## What you are asked to do
Arrange the items from their first line through the line containing "top-left (204, 116), bottom-right (210, 127)", that line included, as a Markdown table with the columns No. and Line. Number each row and leave out the blank lines.

(Records from a data source)

::::::::::

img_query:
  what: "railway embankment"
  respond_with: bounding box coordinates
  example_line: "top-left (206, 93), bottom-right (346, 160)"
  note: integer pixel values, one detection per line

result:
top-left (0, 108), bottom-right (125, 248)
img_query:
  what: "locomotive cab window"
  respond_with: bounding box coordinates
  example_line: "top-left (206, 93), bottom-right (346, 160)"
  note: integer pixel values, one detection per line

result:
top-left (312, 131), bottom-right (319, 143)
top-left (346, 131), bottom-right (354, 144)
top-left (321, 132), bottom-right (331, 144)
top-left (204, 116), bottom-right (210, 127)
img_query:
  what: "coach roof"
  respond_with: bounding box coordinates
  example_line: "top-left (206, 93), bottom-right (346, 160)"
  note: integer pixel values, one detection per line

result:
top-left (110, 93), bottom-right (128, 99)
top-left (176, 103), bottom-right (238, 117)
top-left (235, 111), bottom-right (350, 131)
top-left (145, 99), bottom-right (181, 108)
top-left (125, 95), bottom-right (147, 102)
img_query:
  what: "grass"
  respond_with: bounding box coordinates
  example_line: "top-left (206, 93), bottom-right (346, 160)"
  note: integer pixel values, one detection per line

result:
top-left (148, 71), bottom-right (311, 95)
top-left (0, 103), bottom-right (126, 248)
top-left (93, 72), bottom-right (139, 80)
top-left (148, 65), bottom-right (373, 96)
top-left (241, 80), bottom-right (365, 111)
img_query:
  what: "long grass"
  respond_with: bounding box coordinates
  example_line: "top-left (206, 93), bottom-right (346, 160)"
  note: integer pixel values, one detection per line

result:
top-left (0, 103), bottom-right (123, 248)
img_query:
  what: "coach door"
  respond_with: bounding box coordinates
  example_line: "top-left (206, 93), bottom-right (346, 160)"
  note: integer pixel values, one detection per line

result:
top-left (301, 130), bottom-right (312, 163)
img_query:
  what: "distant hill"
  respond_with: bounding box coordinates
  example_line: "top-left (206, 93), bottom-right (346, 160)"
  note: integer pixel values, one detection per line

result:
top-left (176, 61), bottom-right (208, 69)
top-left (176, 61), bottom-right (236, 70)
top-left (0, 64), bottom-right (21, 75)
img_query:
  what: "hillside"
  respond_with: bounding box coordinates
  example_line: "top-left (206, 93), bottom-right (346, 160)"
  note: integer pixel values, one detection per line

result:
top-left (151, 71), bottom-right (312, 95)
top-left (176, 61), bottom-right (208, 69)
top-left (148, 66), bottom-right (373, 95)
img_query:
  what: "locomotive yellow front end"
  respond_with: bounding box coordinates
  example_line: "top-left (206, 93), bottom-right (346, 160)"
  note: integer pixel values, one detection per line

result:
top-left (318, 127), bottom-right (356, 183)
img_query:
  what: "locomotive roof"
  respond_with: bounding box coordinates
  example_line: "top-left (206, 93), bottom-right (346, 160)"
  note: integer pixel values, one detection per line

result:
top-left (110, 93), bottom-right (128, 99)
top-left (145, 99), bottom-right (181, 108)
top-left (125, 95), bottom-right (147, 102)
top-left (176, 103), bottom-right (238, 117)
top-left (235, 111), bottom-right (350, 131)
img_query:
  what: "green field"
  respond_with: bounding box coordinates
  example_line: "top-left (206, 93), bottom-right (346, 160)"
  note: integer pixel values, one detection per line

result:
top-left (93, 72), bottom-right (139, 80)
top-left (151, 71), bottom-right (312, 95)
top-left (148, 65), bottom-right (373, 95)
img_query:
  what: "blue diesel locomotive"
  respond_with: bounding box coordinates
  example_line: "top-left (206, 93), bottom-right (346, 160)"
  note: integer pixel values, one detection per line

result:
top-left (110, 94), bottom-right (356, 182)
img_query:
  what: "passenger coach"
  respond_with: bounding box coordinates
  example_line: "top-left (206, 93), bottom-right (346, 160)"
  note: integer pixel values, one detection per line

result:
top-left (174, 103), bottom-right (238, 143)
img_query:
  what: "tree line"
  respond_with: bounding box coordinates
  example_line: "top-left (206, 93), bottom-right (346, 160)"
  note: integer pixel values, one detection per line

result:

::::::::::

## Worked solution
| No. | Line |
|---|---|
| 1 | img_query: |
| 2 |   what: "railway embankment" |
| 3 |   respond_with: bounding box coordinates |
| 4 |   example_line: "top-left (206, 93), bottom-right (346, 160)" |
| 5 |   note: integer pixel values, one detection per line |
| 6 | result: |
| 7 | top-left (0, 108), bottom-right (125, 248) |
| 8 | img_query: |
| 9 |   what: "locomotive cab window" |
| 10 |   respond_with: bounding box coordinates |
| 11 |   example_line: "top-left (206, 93), bottom-right (346, 160)" |
| 12 |   note: integer pixel values, one detection per line |
| 13 | result: |
| 14 | top-left (312, 131), bottom-right (319, 143) |
| 15 | top-left (346, 131), bottom-right (354, 144) |
| 16 | top-left (321, 132), bottom-right (331, 144) |
| 17 | top-left (204, 116), bottom-right (210, 127) |